■ TEXT EXTRACT ■
[start]

# Echo CS-3000 Info Needed



## jerry63 (Feb 11, 2009)

I have an Echo CS 3000 Top Handle climbing Saw that is still in unused
condition. I have had it about ten years, bought it new, it has never
been cranked or even had gas or chain oil put in it.

It has been stored inside, controlled temp, collecting dust for those ten years. 
Is there anything that could have deteriorated, ie possible dry rot on any rubber or nylon parts, etc?

As most know, Echo doesn't make this say anymore and I don't know what year this model was discontinued. 
I think it may have been replaced by he CS-360,,, same size engine anyway.

I am wanting to sell this 10 +/- year old, never used saw locally on Craigslist
but wondering what would be a fair price to ask. 
I think the model CS-360 sells for about $200+tax at HD. 

Thanks ahead for any advice on a fair price to ask for this mint nos saw.

jerry


----------



## jerry63 (Feb 11, 2009)

*Ooops, wrong forum*

I think I should have posted my Echo 3000 question at another forum.

[end]

■ ACTIONS TO TAKE ■
a. According to the Echo CS-3000 thread, which model does the poster think replaced the CS-3000?
b. Extend the Echo CS-3000 forum thread past its last post.
The items below have nothing to do with this work.

■ RECORDS SUPPLIED ■
[start]

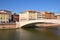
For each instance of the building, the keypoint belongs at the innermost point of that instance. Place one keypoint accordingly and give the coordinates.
(29, 15)
(47, 15)
(58, 15)
(15, 17)
(5, 16)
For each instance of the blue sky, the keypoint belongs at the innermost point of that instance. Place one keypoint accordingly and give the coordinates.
(37, 5)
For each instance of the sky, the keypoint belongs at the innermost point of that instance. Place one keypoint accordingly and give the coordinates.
(37, 5)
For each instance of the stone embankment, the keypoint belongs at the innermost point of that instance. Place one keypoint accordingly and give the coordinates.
(7, 25)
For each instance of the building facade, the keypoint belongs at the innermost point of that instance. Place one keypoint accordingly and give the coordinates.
(58, 15)
(29, 15)
(5, 16)
(15, 17)
(33, 15)
(47, 15)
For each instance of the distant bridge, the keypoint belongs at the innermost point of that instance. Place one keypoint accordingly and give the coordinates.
(21, 24)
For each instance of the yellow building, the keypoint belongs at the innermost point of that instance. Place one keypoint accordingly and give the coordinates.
(5, 16)
(29, 15)
(58, 15)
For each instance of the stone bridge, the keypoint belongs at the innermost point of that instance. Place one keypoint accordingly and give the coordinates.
(23, 23)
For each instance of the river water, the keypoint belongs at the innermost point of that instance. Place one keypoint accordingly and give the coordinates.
(30, 34)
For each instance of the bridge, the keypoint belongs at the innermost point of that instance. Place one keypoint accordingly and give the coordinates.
(23, 23)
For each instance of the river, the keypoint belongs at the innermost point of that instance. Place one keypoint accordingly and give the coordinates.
(30, 34)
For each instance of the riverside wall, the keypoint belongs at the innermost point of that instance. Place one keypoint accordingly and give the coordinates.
(8, 26)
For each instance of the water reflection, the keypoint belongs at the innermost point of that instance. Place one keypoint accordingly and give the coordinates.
(30, 34)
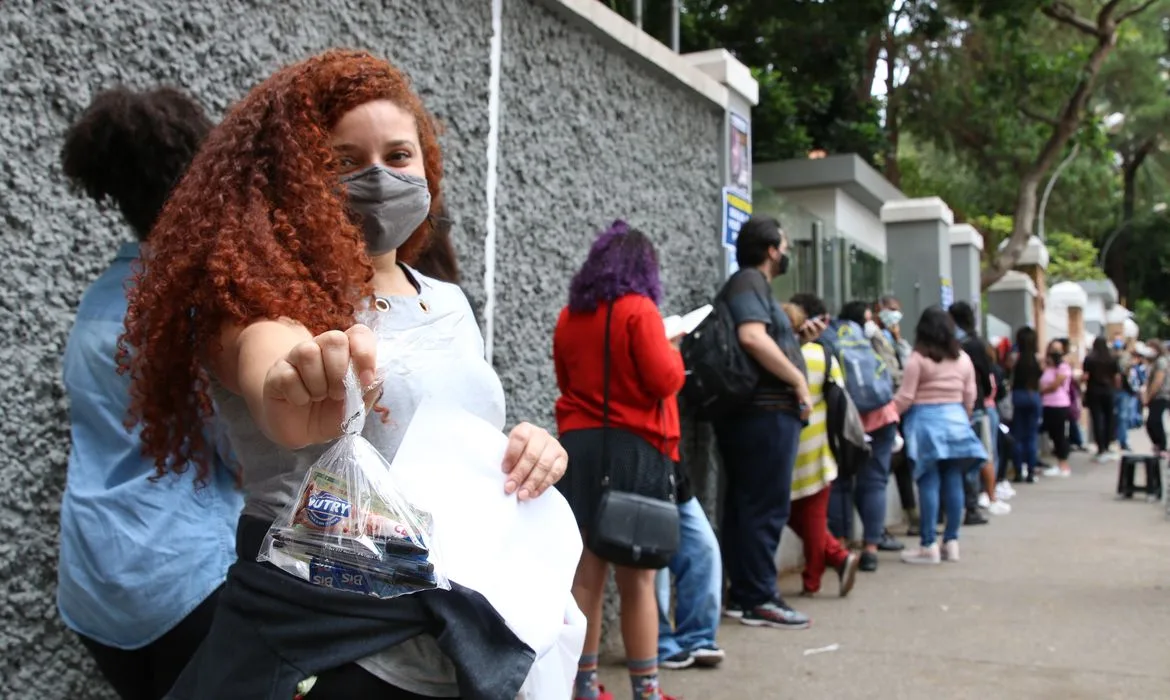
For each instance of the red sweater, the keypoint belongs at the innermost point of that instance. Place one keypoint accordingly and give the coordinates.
(646, 372)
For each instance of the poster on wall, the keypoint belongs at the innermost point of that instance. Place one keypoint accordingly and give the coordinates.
(736, 211)
(741, 152)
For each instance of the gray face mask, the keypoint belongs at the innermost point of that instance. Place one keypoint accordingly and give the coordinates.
(391, 205)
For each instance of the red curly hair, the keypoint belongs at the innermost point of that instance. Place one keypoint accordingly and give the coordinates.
(257, 228)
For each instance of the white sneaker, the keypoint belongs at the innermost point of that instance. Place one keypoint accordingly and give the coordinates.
(999, 508)
(922, 555)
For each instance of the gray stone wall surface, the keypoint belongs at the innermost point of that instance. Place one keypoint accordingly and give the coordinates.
(54, 56)
(590, 136)
(587, 135)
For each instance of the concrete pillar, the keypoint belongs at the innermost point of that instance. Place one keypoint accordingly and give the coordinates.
(917, 240)
(1012, 300)
(967, 251)
(1033, 262)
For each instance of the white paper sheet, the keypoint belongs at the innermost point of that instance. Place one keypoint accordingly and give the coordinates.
(520, 556)
(678, 326)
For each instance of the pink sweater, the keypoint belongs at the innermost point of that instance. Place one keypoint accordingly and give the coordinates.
(928, 382)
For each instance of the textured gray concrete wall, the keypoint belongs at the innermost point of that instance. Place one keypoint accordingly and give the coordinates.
(53, 59)
(590, 136)
(587, 136)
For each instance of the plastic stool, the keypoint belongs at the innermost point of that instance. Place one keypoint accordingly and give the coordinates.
(1153, 486)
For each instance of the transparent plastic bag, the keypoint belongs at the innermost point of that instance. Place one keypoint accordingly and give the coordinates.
(349, 527)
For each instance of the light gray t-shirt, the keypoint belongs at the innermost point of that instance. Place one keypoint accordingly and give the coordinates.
(441, 359)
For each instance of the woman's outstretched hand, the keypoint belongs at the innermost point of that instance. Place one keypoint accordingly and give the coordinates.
(534, 461)
(304, 391)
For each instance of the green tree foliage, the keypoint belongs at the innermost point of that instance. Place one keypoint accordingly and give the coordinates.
(1136, 88)
(1009, 91)
(1072, 259)
(1151, 320)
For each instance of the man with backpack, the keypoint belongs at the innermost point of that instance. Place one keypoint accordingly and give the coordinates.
(871, 386)
(747, 375)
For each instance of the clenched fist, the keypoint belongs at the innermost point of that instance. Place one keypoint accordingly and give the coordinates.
(304, 391)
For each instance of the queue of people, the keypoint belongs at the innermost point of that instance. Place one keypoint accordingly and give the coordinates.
(227, 331)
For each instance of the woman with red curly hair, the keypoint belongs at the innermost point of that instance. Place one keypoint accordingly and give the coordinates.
(298, 215)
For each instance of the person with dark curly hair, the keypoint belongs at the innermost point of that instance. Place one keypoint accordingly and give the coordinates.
(937, 398)
(300, 218)
(125, 539)
(618, 416)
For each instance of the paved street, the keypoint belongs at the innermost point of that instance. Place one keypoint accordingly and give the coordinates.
(1066, 598)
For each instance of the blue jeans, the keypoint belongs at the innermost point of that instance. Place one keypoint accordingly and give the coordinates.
(758, 450)
(1025, 429)
(699, 584)
(941, 479)
(1123, 406)
(867, 491)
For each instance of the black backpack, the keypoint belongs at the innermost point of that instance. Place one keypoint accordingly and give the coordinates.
(721, 377)
(842, 425)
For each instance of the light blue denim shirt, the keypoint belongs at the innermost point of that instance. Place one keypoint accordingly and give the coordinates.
(137, 556)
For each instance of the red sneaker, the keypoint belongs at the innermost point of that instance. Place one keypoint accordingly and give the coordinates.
(603, 694)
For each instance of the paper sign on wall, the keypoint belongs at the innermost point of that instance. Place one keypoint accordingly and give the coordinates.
(947, 292)
(736, 211)
(740, 156)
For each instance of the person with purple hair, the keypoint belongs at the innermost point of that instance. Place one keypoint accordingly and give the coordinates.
(618, 416)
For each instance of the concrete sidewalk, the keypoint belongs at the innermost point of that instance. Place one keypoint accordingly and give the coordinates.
(1066, 598)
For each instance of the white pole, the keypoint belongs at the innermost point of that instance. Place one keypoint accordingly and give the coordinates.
(491, 179)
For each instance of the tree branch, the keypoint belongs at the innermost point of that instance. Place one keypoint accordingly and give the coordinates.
(1137, 9)
(1065, 14)
(1037, 116)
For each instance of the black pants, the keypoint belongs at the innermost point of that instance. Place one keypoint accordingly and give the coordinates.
(351, 681)
(148, 673)
(903, 474)
(1154, 425)
(1055, 424)
(1105, 425)
(759, 451)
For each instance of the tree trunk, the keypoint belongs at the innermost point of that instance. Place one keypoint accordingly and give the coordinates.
(1066, 125)
(869, 68)
(1119, 253)
(1026, 204)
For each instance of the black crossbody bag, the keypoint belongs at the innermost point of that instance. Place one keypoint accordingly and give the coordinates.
(631, 529)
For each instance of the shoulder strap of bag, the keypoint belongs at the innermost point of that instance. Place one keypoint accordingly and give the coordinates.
(605, 399)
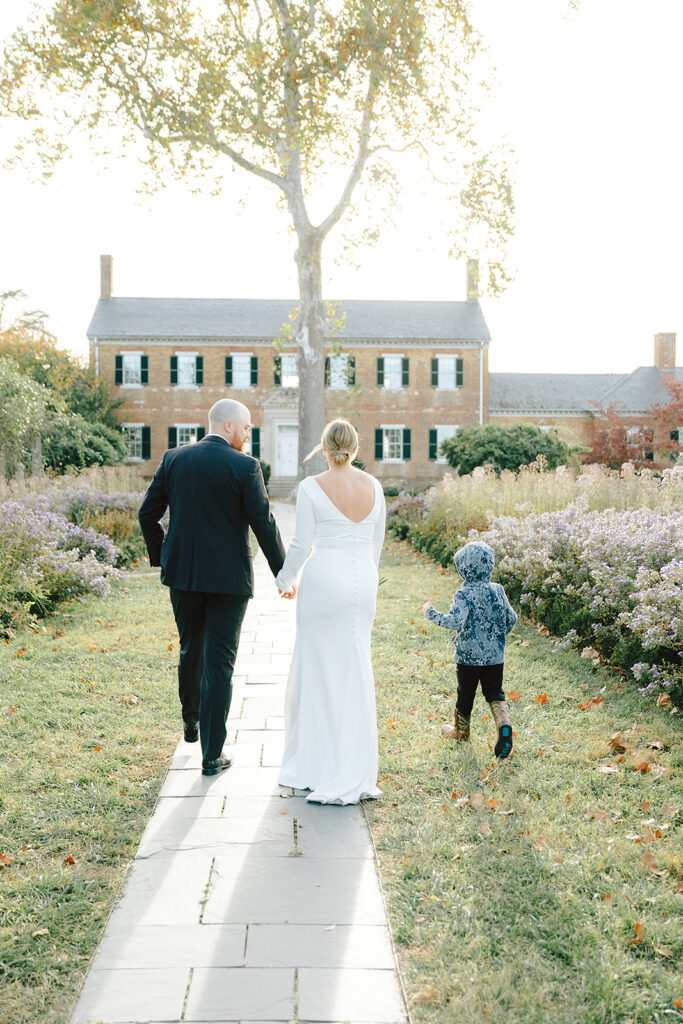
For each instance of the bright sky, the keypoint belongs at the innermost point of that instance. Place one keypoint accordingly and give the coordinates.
(590, 102)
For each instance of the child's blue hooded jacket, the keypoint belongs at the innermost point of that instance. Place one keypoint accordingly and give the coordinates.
(481, 614)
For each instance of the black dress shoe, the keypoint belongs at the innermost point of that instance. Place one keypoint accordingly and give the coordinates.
(213, 767)
(191, 732)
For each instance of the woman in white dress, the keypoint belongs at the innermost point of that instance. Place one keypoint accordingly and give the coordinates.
(330, 714)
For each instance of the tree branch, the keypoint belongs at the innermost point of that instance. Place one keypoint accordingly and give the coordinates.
(361, 158)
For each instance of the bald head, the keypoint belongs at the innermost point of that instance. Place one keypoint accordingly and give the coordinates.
(229, 419)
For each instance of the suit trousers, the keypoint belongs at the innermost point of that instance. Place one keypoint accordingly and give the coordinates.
(469, 676)
(209, 628)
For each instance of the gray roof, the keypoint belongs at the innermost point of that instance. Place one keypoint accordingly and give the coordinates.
(540, 393)
(125, 317)
(641, 389)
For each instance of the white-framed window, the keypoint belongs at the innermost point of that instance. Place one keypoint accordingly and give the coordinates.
(186, 369)
(186, 433)
(393, 372)
(132, 436)
(339, 372)
(289, 375)
(442, 432)
(132, 369)
(242, 370)
(449, 372)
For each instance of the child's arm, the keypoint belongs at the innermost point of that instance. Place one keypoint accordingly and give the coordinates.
(455, 620)
(510, 613)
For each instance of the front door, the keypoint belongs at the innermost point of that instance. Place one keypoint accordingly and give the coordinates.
(287, 450)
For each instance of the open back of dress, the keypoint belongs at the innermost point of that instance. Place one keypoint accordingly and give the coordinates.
(330, 713)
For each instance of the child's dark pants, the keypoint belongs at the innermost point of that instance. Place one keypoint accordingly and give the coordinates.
(491, 677)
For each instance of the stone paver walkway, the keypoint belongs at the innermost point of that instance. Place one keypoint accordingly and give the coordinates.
(245, 902)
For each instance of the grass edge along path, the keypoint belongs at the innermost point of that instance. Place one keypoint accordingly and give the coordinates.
(88, 723)
(548, 887)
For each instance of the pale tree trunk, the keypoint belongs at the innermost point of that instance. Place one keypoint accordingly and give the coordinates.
(310, 352)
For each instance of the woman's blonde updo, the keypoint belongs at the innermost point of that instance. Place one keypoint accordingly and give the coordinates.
(340, 440)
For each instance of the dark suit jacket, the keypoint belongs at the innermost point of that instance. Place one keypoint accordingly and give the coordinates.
(214, 495)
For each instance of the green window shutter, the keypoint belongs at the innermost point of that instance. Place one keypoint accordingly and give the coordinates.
(146, 442)
(379, 444)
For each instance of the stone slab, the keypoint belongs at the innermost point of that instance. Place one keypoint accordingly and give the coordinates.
(114, 996)
(240, 993)
(157, 946)
(349, 994)
(319, 946)
(296, 890)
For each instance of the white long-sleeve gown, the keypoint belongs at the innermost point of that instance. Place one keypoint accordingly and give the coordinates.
(330, 711)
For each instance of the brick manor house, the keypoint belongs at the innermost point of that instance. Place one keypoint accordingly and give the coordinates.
(410, 375)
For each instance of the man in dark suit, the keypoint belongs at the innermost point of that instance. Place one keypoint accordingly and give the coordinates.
(215, 493)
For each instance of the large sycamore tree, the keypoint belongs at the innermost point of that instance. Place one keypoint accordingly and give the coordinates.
(305, 94)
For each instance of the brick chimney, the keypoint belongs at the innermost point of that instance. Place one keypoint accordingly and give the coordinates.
(473, 281)
(105, 276)
(665, 351)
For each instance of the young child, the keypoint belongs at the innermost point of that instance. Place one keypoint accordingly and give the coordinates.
(481, 616)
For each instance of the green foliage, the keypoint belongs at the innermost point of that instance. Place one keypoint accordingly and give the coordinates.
(23, 403)
(504, 448)
(70, 441)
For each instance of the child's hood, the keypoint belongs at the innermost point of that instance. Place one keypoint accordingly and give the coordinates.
(475, 561)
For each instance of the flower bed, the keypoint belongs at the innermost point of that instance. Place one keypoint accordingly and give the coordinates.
(44, 558)
(602, 567)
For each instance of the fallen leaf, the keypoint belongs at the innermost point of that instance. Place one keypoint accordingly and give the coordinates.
(591, 702)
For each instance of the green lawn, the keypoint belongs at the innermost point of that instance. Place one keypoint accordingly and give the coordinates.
(88, 721)
(521, 908)
(543, 888)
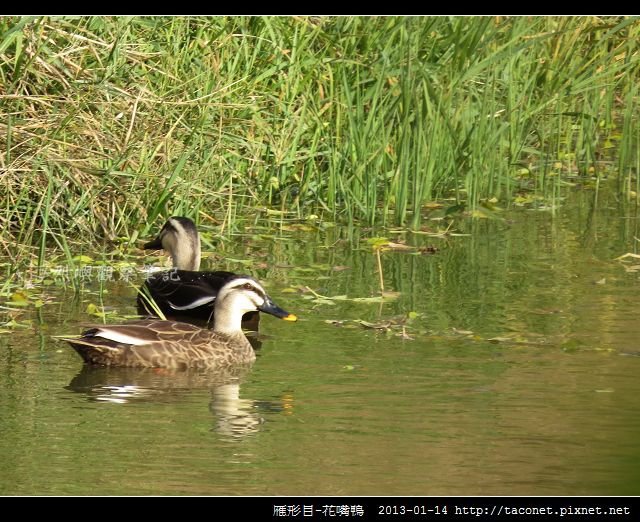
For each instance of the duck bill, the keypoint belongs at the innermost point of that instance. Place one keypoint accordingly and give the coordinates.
(269, 307)
(156, 244)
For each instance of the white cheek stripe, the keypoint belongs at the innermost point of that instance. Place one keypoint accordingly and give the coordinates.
(193, 304)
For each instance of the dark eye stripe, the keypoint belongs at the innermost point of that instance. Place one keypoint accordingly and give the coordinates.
(249, 286)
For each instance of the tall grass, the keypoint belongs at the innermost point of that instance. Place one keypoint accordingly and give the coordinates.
(111, 123)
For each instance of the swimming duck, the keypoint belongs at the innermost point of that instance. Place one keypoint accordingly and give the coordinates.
(171, 344)
(184, 292)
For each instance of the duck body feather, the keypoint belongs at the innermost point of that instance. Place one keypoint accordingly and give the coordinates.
(166, 344)
(177, 345)
(184, 292)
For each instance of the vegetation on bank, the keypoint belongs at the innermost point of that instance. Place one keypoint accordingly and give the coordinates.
(109, 124)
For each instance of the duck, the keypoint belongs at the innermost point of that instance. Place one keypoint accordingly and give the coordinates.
(184, 292)
(155, 343)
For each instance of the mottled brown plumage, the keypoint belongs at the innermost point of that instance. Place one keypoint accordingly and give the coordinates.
(171, 344)
(185, 293)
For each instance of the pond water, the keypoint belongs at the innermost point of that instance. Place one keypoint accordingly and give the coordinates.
(507, 365)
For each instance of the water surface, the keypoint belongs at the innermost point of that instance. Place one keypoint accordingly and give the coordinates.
(517, 374)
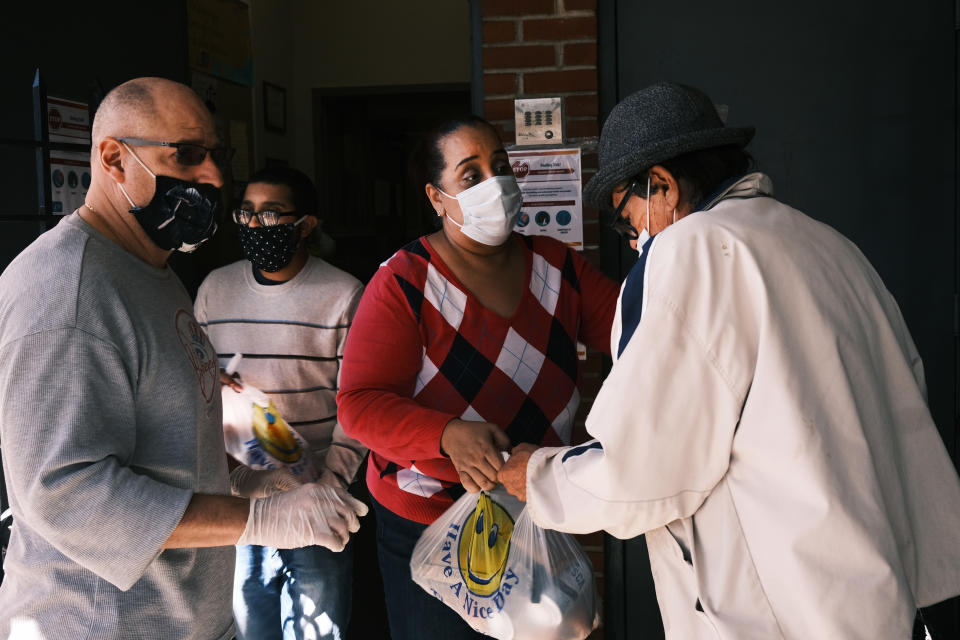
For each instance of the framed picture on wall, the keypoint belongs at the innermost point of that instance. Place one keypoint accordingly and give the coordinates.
(274, 108)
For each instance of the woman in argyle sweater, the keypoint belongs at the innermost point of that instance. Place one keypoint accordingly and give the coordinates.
(464, 343)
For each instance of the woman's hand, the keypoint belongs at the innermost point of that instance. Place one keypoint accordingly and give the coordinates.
(513, 474)
(474, 449)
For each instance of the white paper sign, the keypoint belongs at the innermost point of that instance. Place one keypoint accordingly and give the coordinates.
(68, 120)
(552, 193)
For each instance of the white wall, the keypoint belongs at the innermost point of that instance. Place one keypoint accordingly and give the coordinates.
(307, 44)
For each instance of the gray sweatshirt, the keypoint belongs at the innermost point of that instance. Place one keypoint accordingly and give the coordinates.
(111, 421)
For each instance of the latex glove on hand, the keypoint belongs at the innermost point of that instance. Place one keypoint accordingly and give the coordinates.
(251, 483)
(474, 449)
(310, 514)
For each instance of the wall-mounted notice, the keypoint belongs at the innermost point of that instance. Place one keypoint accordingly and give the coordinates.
(68, 120)
(69, 180)
(552, 193)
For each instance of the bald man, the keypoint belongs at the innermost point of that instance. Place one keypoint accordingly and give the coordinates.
(113, 450)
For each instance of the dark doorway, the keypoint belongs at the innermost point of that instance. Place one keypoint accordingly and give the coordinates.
(364, 138)
(856, 114)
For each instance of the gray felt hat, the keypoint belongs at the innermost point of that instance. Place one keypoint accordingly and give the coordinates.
(653, 125)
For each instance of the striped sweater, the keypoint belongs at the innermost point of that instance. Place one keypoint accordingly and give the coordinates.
(423, 351)
(291, 336)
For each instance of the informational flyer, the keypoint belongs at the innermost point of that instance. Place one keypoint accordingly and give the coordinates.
(69, 180)
(552, 193)
(552, 197)
(68, 120)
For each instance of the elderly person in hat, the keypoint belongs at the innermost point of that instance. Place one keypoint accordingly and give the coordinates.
(765, 421)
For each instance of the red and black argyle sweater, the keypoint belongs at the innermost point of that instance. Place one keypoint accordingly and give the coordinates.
(423, 351)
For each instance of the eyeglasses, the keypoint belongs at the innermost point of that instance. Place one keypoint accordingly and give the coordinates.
(264, 218)
(618, 224)
(189, 154)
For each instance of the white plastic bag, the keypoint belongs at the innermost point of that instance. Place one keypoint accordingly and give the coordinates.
(256, 434)
(508, 578)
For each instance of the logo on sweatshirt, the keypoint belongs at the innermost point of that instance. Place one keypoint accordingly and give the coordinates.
(199, 351)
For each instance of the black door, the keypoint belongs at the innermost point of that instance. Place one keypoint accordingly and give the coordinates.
(856, 114)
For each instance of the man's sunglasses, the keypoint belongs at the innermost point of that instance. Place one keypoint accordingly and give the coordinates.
(618, 224)
(189, 154)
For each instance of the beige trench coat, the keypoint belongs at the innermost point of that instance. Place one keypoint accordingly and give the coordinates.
(767, 428)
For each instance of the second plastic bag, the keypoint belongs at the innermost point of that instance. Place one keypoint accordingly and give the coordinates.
(256, 434)
(504, 575)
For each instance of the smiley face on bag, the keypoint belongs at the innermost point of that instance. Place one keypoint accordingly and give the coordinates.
(484, 545)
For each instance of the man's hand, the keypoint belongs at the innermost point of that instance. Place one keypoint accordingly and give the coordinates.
(513, 474)
(251, 483)
(474, 449)
(310, 514)
(232, 381)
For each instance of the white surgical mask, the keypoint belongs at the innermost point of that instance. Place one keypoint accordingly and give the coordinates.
(490, 209)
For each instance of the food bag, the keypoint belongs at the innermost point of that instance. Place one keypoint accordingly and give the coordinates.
(508, 578)
(256, 434)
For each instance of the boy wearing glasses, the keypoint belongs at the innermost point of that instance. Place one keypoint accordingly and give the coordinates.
(288, 313)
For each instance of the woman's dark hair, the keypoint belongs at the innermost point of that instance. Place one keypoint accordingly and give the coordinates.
(302, 191)
(701, 172)
(426, 161)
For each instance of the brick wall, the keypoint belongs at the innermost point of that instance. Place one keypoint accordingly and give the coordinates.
(545, 48)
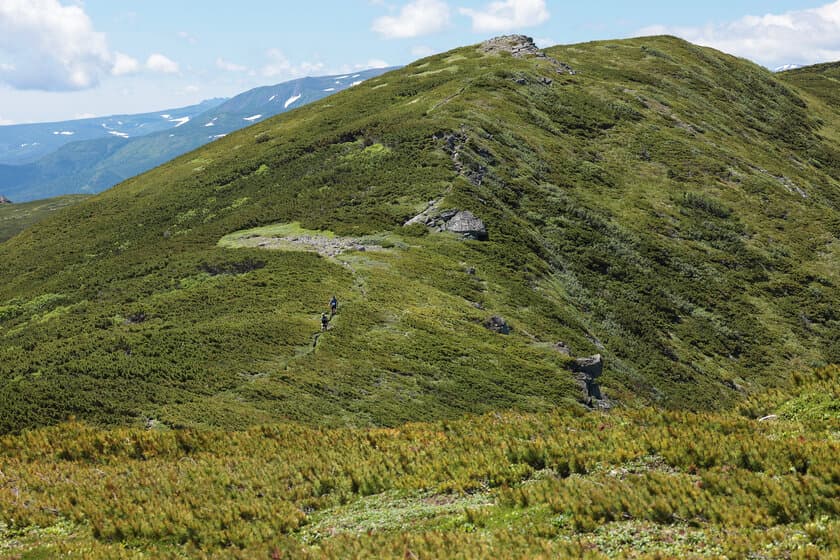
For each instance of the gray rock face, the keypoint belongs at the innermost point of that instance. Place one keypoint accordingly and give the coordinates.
(563, 348)
(592, 367)
(461, 222)
(466, 224)
(587, 370)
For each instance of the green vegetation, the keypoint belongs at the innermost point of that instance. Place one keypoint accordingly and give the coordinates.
(14, 218)
(636, 484)
(670, 207)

[end]

■ ANSWERS BELOW ■
a. The CS-360.

b.
My apologies
jerry


----------



## Small Job Tim (Feb 11, 2009)

*3000*

how much are you thinking of selling this saw?? How heavy is it??


----------



## wahlturfcare (Feb 11, 2009)

before running it, i would pull the air cleaner cover off and feel the hoses if you can to see if they are hard, check the plug for to see if it is still clean or not. then try to start it with fresh gas.
Being a older saw you might ask up to half price as thats what newer ones bring on Ebay. look it up on ebay and ones of the samm cc's to see what they bring.
Do you have any pictures of it? I may be interested in it if you would want to ship.


----------



## jerry63 (Feb 11, 2009)

Before posting here I did go to Ebay and found a couple of saws
like mine in the completed items. One sold for $111 and the other
for $137.50. Both of those appear to be in good shape but have definately been used.

All the reviews I found on the saw online say it's a great saw.
The only negative, or con, that I read was it was hard to get parts for it
in India. What a bummer. 

The unique situation I'm in is having a brand new, but 10 year old saw.
Or,, New Old Stock,,, for lack of a better term. There are very few, if any,
of those round probably.

My delema and the reason I've posted, if I gas and oil it up and start
it running, it will instantly be a "used saw". It's like brand new right now.
If I tested it, a potential buyer would never believe me if 
I told them the saw was 10 years old but hasn't been run but 10 seconds total time. 
This is a helluva conundrum aint it?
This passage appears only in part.